List all the lines in these records that hold "sign".

╭─ AVAILABLE DATA

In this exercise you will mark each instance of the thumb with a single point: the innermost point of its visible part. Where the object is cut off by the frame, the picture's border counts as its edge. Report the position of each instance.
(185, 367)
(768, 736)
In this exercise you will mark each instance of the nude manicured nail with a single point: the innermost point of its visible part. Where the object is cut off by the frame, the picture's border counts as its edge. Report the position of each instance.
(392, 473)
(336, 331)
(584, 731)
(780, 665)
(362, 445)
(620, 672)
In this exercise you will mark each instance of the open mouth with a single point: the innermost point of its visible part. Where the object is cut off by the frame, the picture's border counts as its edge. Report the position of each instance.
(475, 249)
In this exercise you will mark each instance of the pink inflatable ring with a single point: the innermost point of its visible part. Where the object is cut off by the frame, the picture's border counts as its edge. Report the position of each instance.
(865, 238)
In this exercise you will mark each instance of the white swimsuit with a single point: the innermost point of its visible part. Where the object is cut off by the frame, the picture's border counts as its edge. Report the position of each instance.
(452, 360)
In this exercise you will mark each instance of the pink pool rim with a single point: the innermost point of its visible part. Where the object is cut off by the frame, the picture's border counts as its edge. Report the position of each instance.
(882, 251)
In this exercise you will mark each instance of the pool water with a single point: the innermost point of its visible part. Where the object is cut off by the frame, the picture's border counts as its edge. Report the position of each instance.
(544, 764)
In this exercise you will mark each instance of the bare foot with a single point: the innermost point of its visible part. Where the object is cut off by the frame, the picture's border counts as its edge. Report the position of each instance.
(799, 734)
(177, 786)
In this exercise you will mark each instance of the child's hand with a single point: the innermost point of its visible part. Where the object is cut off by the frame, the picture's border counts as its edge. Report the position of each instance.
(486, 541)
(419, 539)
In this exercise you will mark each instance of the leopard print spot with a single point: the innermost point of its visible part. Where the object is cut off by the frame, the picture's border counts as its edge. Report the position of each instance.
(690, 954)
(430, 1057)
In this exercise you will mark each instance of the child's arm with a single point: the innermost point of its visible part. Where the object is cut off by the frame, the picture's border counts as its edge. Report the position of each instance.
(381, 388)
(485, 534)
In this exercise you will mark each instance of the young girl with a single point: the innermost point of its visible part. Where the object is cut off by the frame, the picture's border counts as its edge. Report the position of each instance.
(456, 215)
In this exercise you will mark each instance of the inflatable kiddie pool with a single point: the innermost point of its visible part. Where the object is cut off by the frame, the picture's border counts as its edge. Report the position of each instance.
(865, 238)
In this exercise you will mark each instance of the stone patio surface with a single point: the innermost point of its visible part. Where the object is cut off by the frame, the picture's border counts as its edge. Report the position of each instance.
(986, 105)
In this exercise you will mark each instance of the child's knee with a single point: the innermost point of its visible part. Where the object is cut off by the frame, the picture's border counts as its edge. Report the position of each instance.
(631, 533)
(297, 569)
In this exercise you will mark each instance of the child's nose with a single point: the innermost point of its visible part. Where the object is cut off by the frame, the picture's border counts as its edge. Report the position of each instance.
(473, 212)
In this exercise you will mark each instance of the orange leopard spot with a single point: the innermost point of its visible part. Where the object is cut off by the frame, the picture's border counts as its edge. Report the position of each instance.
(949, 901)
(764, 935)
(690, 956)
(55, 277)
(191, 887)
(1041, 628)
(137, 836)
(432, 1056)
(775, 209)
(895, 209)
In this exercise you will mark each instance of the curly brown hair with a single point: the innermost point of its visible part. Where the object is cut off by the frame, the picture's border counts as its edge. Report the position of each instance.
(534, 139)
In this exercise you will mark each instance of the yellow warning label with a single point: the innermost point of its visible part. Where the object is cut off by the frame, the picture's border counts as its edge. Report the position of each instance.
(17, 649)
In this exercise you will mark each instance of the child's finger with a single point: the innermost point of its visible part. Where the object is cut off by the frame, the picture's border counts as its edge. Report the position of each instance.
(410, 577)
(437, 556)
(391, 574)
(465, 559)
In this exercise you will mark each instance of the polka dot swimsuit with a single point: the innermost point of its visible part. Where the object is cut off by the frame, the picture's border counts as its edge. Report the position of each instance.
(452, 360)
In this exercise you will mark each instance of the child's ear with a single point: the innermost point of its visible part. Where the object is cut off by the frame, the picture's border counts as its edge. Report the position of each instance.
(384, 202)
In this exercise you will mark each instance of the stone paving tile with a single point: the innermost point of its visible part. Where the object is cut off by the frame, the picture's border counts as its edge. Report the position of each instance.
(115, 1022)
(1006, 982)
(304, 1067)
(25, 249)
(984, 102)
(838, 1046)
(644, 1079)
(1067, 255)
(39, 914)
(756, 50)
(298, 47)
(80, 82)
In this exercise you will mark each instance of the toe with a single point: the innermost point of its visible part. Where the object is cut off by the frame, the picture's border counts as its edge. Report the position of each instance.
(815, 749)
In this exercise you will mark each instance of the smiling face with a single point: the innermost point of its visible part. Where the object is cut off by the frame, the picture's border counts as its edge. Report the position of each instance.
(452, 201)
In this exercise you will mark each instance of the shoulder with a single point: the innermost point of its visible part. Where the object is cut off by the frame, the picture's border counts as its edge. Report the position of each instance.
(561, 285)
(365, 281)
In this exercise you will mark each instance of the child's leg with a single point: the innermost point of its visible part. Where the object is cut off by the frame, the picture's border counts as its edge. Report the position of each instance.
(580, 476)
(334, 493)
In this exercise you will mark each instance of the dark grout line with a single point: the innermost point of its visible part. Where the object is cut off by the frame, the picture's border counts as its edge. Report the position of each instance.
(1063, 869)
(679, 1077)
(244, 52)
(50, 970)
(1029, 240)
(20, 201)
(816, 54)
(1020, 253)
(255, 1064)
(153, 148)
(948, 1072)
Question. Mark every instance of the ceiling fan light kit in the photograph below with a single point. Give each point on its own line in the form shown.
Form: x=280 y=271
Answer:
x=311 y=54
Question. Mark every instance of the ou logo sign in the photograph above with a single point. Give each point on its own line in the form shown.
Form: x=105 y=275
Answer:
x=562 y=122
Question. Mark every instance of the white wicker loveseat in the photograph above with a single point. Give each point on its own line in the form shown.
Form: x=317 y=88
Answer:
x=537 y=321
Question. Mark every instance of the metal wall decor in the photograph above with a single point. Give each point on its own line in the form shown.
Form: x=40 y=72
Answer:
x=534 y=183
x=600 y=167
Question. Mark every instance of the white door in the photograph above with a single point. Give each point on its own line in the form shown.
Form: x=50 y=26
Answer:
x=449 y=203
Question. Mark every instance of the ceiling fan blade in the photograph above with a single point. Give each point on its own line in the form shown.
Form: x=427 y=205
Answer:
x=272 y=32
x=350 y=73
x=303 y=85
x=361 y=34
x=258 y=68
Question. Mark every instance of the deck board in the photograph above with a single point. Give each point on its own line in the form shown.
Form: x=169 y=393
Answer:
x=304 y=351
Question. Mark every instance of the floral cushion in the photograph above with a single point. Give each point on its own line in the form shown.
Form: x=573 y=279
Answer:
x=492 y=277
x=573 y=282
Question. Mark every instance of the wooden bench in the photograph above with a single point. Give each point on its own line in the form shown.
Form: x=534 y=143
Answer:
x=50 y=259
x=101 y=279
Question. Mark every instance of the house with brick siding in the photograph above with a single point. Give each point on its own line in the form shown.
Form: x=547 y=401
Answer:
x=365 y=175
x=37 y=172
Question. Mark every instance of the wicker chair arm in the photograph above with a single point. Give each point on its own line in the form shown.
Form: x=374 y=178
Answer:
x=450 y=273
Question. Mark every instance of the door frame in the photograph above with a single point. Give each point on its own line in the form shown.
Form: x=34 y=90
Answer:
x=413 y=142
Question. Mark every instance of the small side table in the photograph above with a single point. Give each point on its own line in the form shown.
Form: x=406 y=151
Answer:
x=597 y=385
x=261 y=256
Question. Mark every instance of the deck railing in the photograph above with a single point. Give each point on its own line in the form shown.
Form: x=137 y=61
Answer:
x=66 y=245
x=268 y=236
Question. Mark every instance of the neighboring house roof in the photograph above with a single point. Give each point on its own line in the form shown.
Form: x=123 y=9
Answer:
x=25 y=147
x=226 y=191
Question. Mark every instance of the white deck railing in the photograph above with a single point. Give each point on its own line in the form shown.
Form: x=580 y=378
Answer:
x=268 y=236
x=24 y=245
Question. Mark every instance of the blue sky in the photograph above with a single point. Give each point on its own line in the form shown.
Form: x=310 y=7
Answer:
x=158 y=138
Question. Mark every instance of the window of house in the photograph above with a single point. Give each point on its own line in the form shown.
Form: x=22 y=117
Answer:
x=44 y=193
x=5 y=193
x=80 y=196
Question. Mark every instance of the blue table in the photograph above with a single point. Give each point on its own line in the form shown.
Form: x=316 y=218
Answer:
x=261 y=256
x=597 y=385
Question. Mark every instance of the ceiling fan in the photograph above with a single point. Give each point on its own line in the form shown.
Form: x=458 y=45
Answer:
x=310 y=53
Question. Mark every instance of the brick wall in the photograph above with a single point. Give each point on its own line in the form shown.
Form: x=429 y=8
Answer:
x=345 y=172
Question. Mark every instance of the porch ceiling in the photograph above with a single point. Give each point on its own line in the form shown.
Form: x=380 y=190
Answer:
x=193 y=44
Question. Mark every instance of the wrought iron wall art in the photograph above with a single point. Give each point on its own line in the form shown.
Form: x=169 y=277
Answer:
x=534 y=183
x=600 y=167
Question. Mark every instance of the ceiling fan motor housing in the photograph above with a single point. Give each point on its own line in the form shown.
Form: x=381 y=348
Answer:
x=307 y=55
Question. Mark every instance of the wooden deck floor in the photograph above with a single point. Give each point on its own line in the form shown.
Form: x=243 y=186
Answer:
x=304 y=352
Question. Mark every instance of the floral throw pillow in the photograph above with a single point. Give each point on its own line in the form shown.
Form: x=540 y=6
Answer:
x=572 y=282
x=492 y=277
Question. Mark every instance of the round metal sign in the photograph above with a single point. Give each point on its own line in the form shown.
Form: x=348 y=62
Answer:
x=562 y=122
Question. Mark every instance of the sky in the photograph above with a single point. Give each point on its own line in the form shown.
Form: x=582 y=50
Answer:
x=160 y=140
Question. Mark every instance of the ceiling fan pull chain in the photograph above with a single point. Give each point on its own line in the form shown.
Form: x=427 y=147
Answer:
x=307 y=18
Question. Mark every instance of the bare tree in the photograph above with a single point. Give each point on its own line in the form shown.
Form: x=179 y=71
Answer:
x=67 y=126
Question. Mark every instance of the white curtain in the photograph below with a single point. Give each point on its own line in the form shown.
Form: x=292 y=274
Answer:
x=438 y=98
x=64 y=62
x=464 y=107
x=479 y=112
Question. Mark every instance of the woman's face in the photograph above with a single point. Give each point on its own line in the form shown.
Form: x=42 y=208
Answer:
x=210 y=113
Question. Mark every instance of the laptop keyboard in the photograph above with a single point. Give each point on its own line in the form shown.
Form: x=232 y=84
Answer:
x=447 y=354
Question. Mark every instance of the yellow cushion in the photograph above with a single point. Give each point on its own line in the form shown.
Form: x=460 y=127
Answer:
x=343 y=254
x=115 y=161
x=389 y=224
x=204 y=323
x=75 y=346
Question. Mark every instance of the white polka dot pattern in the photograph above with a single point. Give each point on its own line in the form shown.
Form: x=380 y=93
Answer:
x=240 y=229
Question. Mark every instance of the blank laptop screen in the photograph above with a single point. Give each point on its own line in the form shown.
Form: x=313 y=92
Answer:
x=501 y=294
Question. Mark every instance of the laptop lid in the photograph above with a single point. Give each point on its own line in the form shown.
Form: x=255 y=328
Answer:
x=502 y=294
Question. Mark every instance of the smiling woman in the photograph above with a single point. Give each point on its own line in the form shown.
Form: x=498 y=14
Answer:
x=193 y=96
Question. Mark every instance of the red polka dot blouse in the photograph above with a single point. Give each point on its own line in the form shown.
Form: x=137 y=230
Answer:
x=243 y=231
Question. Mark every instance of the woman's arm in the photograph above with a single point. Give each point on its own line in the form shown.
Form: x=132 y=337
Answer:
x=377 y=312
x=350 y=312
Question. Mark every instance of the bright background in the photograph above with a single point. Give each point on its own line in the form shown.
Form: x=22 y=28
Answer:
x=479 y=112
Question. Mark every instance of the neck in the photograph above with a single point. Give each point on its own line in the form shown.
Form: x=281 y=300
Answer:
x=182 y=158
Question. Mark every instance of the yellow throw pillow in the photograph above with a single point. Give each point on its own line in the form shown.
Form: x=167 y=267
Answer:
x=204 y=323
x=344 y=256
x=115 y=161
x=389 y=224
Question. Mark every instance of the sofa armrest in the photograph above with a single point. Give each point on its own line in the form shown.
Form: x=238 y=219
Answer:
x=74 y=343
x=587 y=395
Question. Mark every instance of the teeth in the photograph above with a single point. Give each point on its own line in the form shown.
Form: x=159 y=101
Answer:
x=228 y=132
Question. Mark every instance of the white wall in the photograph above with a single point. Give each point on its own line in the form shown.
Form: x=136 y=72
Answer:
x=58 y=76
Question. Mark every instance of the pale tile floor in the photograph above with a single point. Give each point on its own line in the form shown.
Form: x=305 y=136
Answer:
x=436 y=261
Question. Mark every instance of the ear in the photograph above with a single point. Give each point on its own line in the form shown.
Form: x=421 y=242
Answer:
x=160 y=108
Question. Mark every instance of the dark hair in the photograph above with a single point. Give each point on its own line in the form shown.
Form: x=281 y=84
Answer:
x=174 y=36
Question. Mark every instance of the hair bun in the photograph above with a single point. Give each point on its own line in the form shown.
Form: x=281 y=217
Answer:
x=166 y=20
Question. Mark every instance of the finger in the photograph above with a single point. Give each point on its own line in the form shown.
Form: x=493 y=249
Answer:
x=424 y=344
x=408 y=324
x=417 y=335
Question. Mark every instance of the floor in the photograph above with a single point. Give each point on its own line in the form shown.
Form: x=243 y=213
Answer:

╰─

■ WRITTEN RESPONSE
Question. Mark every instance of the ou logo sign in the photograph above with a single point. Give each point on its own line in the form shown.
Question. Mark every instance of the round metal sign in the photograph above with a single point. Give each point on its own line in the form shown.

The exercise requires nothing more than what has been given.